Each entry below should be echoed exactly, with pictures omitted.

::: Raw records :::

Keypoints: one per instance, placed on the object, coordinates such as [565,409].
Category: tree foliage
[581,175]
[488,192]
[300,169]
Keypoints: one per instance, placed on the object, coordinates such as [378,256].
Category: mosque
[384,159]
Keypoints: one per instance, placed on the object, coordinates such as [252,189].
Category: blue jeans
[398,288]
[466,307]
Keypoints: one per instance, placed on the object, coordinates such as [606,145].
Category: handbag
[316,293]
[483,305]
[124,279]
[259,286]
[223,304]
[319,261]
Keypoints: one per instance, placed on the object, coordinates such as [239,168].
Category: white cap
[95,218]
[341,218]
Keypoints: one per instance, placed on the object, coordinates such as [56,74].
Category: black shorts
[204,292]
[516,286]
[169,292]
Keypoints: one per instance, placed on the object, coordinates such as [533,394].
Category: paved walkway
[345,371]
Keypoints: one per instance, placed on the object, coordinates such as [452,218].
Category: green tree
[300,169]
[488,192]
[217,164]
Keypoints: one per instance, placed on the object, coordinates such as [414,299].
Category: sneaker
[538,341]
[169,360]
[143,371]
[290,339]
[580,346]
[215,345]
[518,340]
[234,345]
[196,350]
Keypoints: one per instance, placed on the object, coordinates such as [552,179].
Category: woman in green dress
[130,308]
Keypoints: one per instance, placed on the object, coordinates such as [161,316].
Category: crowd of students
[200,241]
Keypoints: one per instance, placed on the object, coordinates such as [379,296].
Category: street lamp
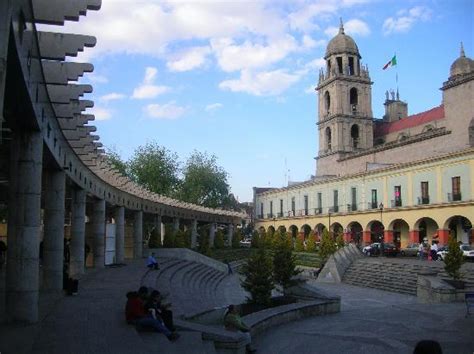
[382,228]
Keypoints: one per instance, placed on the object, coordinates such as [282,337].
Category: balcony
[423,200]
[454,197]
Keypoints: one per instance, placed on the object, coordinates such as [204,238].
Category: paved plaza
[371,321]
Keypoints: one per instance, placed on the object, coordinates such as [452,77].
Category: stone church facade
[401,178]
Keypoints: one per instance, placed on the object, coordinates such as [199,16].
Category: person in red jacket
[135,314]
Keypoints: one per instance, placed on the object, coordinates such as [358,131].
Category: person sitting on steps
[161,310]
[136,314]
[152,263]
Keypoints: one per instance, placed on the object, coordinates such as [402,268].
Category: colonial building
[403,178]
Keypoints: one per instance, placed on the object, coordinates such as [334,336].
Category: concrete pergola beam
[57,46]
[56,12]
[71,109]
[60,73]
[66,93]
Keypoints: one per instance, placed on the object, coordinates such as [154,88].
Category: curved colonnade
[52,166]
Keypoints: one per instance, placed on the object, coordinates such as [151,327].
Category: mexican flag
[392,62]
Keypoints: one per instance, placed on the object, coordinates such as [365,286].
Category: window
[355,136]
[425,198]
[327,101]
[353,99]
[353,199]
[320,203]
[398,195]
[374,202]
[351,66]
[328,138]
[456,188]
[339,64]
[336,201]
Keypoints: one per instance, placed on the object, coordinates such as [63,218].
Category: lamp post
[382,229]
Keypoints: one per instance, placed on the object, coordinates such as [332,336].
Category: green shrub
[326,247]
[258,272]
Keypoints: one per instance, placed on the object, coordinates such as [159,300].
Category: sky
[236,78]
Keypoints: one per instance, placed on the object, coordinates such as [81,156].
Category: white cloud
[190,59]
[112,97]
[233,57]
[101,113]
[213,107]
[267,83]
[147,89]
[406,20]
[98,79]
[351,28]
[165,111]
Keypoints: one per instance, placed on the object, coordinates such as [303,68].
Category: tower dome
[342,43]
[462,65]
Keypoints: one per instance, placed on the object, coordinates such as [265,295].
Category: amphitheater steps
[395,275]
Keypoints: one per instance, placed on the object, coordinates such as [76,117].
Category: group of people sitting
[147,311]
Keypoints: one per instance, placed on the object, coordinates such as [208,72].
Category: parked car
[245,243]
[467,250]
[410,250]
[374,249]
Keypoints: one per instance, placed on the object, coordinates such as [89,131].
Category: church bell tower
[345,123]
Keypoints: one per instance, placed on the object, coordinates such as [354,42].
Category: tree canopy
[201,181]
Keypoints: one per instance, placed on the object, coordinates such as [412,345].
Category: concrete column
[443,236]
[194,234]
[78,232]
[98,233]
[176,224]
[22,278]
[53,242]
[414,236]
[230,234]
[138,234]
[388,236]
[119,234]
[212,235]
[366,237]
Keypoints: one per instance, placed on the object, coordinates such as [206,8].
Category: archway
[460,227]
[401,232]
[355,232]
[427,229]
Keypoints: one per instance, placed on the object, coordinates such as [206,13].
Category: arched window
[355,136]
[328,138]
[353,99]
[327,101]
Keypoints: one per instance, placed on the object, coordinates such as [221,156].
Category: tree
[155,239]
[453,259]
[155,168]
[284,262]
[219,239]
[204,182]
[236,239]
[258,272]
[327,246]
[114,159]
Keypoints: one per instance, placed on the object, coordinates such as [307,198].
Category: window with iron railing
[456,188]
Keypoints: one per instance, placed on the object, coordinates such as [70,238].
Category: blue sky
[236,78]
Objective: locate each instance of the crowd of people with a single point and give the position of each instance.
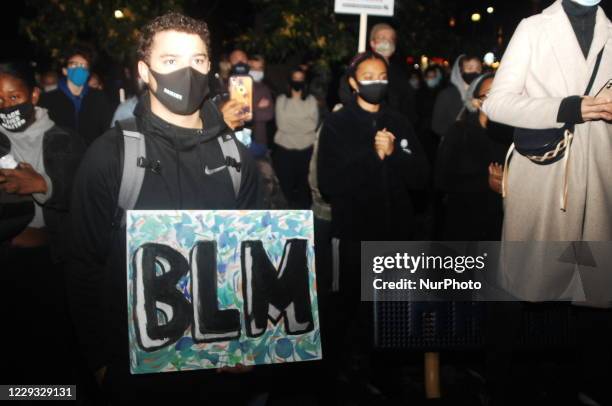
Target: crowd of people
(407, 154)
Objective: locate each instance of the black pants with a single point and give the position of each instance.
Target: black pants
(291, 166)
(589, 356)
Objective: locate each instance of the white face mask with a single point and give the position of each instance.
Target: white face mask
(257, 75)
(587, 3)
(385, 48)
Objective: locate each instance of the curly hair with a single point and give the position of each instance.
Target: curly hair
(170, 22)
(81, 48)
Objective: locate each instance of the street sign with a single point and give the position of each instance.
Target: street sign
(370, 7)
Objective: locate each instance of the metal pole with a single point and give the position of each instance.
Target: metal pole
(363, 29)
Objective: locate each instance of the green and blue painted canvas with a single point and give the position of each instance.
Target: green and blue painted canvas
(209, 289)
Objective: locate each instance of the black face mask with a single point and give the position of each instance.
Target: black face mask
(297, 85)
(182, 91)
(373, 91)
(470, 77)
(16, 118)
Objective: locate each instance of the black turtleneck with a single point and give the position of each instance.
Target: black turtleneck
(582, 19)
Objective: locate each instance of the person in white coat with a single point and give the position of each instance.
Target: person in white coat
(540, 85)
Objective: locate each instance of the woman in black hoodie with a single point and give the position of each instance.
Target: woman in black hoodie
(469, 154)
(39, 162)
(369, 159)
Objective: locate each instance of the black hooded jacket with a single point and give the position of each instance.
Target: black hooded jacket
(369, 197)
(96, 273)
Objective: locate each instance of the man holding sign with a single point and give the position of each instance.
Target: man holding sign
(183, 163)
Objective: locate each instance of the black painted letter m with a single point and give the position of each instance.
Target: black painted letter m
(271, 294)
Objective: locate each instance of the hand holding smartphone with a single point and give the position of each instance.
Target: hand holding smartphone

:::

Exercise solution ::
Keypoints: one per instance, placed on the object, coordinates such as [565,409].
Category: tree foliage
[581,175]
[488,192]
[300,169]
Keypoints: one per instance, placed on the object, coordinates such as [378,256].
Category: mosque
[384,159]
Keypoints: one per instance, placed on the object, coordinates such as [252,189].
Category: blue jeans
[398,288]
[466,307]
Keypoints: one per instance, placed on the object, coordinates such as [606,145].
Category: handbag
[316,293]
[483,305]
[124,279]
[259,286]
[223,304]
[319,261]
Keypoints: one per instance, placed on the object, coordinates such as [239,168].
Category: white cap
[95,218]
[341,218]
Keypoints: one per instance, placed on the object, coordinates such as [56,74].
Category: black shorts
[204,292]
[516,286]
[169,292]
Keypoints: one per instance, placed on the object, coordinates such as [533,394].
Category: paved walkway
[345,371]
Keypoints: one per instance, placed on the object, coordinates such as [452,218].
Category: green tree
[300,169]
[488,192]
[217,164]
Keypoints: one per instance, placed on the object, coordinates such as [414,299].
Category: sneaker
[538,341]
[169,360]
[143,371]
[290,339]
[580,346]
[215,345]
[518,340]
[234,345]
[196,350]
Keypoints: one per instance, placed on the object, coordinates such as [552,179].
Category: woman in green dress
[130,308]
Keypoints: one per instance, placed on the object, coordinates such as [161,316].
Category: crowd of students
[200,241]
Keypoints: one per instance, placed on the object, coordinates such as [379,296].
Category: street lamp
[382,228]
Keypoints: one per instance, placed on the object, coordinates such as [282,337].
Category: balcony
[423,200]
[454,197]
Keypoints: one per instance, placed on the object, coordinates such as [204,238].
Category: paved plaza
[371,321]
Keypoints: one per instance, placed on the object, coordinates such as [452,77].
Category: stone church facade
[401,178]
Keypoints: one per instance, placed on the object, coordinates such as [199,16].
Category: person in red jacket
[135,314]
Keypoints: one per instance, placed on the object, coordinates such as [358,131].
Category: person sitting on steps
[161,310]
[136,314]
[152,263]
Keypoints: one per instance, placed on the object, coordinates such as [402,268].
Category: colonial building
[403,178]
Keypoints: one per instance, placed on the object, coordinates such as [334,336].
Category: concrete pergola beam
[57,46]
[56,12]
[71,109]
[60,73]
[66,93]
Keypoints: one per instance, placed on the object, coordinates such as [154,88].
Category: curved colonnade
[52,166]
Keypoints: one per instance, placed on the object, coordinates such as [151,327].
Category: mexican flag
[392,62]
Keypoints: one per instance, placed on the object, coordinates such as [365,286].
Category: window
[355,136]
[425,198]
[327,101]
[353,99]
[353,199]
[320,203]
[398,195]
[374,202]
[351,66]
[328,138]
[456,188]
[339,64]
[336,201]
Keypoints: one per instance, placed on the object, coordinates such as [63,218].
Category: lamp post
[382,229]
Keypoints: one per instance, placed on the object, coordinates such as [332,336].
Category: green shrub
[326,247]
[258,272]
Keypoints: one per instance, placed on the object, coordinates such as [159,300].
Category: sky
[236,78]
Keypoints: one per instance, placed on the object, coordinates such as [81,156].
Category: white cloud
[190,59]
[112,97]
[233,57]
[101,113]
[213,107]
[267,83]
[147,89]
[406,20]
[98,79]
[351,28]
[165,111]
Keypoints: one per instance, placed on the object, coordinates such as [303,68].
Category: tower dome
[342,43]
[462,65]
Keypoints: one per instance, placed on the object, coordinates such as [265,295].
Category: amphitheater steps
[395,275]
Keypoints: one per instance, placed on the object, coordinates such as [76,117].
Category: group of people sitting
[147,311]
Keypoints: one per instance, placed on the object, coordinates such as [208,72].
Category: parked car
[245,243]
[467,250]
[410,250]
[374,249]
Keypoints: one per instance, placed on the object, coordinates such as [89,131].
Category: church bell tower
[345,123]
Keypoints: one per instance, placed on the object, coordinates such as [354,42].
Category: tree canopy
[201,181]
Keypoints: one per instance, placed on the object, coordinates such as [412,345].
Category: concrete column
[443,236]
[194,234]
[78,232]
[98,233]
[176,224]
[22,278]
[53,242]
[414,236]
[230,234]
[138,234]
[388,236]
[119,234]
[212,235]
[366,237]
Keypoints: one per instance, placed on the object, coordinates such as [206,8].
Category: archway
[460,227]
[401,232]
[355,232]
[427,229]
Keypoints: one per instance, placed on the object, coordinates such as [206,13].
Category: arched window
[355,136]
[328,138]
[353,99]
[327,101]
Keypoints: one per instance, placed on the object, coordinates such as [221,156].
Category: tree
[155,239]
[453,259]
[155,168]
[284,262]
[219,239]
[204,182]
[236,239]
[258,272]
[327,246]
[114,159]
Keypoints: one per instance, placed on the object, coordinates such as [307,198].
Category: window with iron railing
[456,188]
Keypoints: one per instance, placed on the object, coordinates such as [70,238].
Category: blue sky
[236,78]
Objective: locate each instance of the crowd of people with a single point and give the position of each instance.
Target: crowd of people
(407, 154)
Objective: locate each instance of the black pants with a single point and give the position of each instance.
Target: black pants
(291, 166)
(589, 356)
Objective: locate each instance of the white face mask with a single point and give the position of each instance.
Target: white face mask
(257, 75)
(587, 3)
(385, 48)
Objective: locate each instance of the curly hair with a single point and give the position of each instance.
Target: curly hair
(170, 22)
(81, 48)
Objective: locate each instance of the street sign with a single point and give the position of each instance.
Target: street sign
(370, 7)
Objective: locate each instance of the metal pole with a single point and give the position of each instance.
Target: metal pole
(363, 29)
Objective: locate each instance of the green and blue painted canvas with a single point and give the position of each instance.
Target: green and blue painted canvas
(209, 289)
Objective: locate each instance of the black face mask with a single point and give the position of each instance.
Target: black face mask
(297, 85)
(182, 91)
(373, 91)
(470, 77)
(16, 118)
Objective: locate each instance of the black turtleneck with a single point and give the position of each instance.
Target: black turtleneck
(582, 19)
Objective: locate each instance of the person in white coat with a single point and give the position of each instance.
Target: person in white coat
(540, 85)
Objective: locate each instance of the woman in black hoodie with a single point and give the position of each instance.
Target: woman in black hoodie
(469, 154)
(39, 162)
(369, 159)
Objective: locate each instance of the black hooded jacket with a single point and give the position of each instance.
Target: black hooded jacket
(369, 197)
(96, 273)
Objective: locate each instance of the man holding sign with a single point and give the position of each instance.
Target: man holding sign
(183, 163)
Objective: locate each instance of the black painted letter m with a single point and give the position of each instance.
Target: black painted letter m
(271, 294)
Objective: locate each instance of the hand holding smartphone with a single point and give the position of each instance.
Target: hand holding smartphone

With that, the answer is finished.